# DATA PROVIDED
--

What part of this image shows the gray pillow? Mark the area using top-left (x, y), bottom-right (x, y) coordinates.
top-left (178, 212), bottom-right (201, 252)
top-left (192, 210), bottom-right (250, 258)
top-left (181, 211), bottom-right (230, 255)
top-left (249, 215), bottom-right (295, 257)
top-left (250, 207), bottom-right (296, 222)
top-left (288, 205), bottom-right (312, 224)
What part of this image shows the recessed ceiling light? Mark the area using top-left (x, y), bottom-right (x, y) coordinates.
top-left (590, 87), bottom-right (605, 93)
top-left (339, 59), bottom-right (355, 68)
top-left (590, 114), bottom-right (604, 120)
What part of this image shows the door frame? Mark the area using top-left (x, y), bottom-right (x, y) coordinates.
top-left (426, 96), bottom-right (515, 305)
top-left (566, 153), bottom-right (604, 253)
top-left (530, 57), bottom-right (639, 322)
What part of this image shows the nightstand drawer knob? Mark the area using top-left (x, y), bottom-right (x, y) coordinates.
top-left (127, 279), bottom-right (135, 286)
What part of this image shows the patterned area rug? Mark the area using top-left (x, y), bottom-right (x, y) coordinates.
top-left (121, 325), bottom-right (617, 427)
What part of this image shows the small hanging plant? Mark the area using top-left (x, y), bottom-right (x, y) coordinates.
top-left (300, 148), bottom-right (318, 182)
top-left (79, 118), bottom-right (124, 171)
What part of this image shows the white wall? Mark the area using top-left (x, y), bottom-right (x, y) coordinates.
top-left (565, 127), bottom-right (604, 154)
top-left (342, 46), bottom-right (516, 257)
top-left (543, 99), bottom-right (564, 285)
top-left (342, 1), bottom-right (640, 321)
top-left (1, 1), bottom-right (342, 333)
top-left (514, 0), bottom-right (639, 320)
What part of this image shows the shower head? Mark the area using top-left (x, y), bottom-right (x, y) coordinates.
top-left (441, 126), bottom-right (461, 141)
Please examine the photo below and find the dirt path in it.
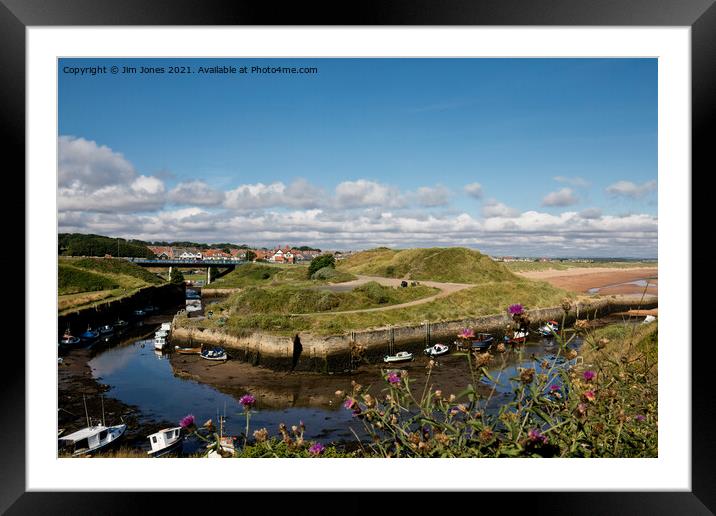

--

# TASK
Print the data above exactly, minus pictures.

# RESULT
What part of this image shows the gray pillow? Mark the area using top-left (x, y), bottom-right (x, y) coordinates.
top-left (178, 212), bottom-right (201, 252)
top-left (192, 210), bottom-right (250, 258)
top-left (181, 211), bottom-right (230, 255)
top-left (249, 215), bottom-right (295, 257)
top-left (250, 207), bottom-right (296, 222)
top-left (288, 205), bottom-right (312, 224)
What part of this image shows the recessed ceiling light? Mark the area using top-left (x, y), bottom-right (x, y) coordinates.
top-left (590, 87), bottom-right (605, 93)
top-left (339, 59), bottom-right (355, 68)
top-left (590, 114), bottom-right (604, 120)
What part of this image shows the door frame? Mark the area using top-left (x, y), bottom-right (x, y) coordinates.
top-left (426, 96), bottom-right (515, 305)
top-left (566, 153), bottom-right (604, 253)
top-left (530, 57), bottom-right (639, 322)
What part of this image shows the nightstand drawer knob? Mark the area using top-left (x, y), bottom-right (x, y) coordinates.
top-left (127, 279), bottom-right (135, 286)
What part of this image shows the patterned area rug? Mark the area using top-left (x, y), bottom-right (x, y) coordinates.
top-left (121, 325), bottom-right (617, 427)
What part of this image shows the small hanging plant? Mark the area using top-left (x, y), bottom-right (x, y) coordinates.
top-left (300, 148), bottom-right (318, 182)
top-left (79, 118), bottom-right (124, 171)
What part of this image shows the white wall? Mark the area using top-left (x, y), bottom-right (x, y) coordinates.
top-left (565, 127), bottom-right (604, 154)
top-left (342, 46), bottom-right (516, 257)
top-left (543, 99), bottom-right (564, 285)
top-left (342, 1), bottom-right (640, 321)
top-left (1, 1), bottom-right (342, 333)
top-left (514, 0), bottom-right (639, 320)
What part of this image shows the shower head? Mark the area using top-left (x, y), bottom-right (x, y) coordinates.
top-left (441, 126), bottom-right (461, 141)
Please examine the photo below and find the dirt path in it.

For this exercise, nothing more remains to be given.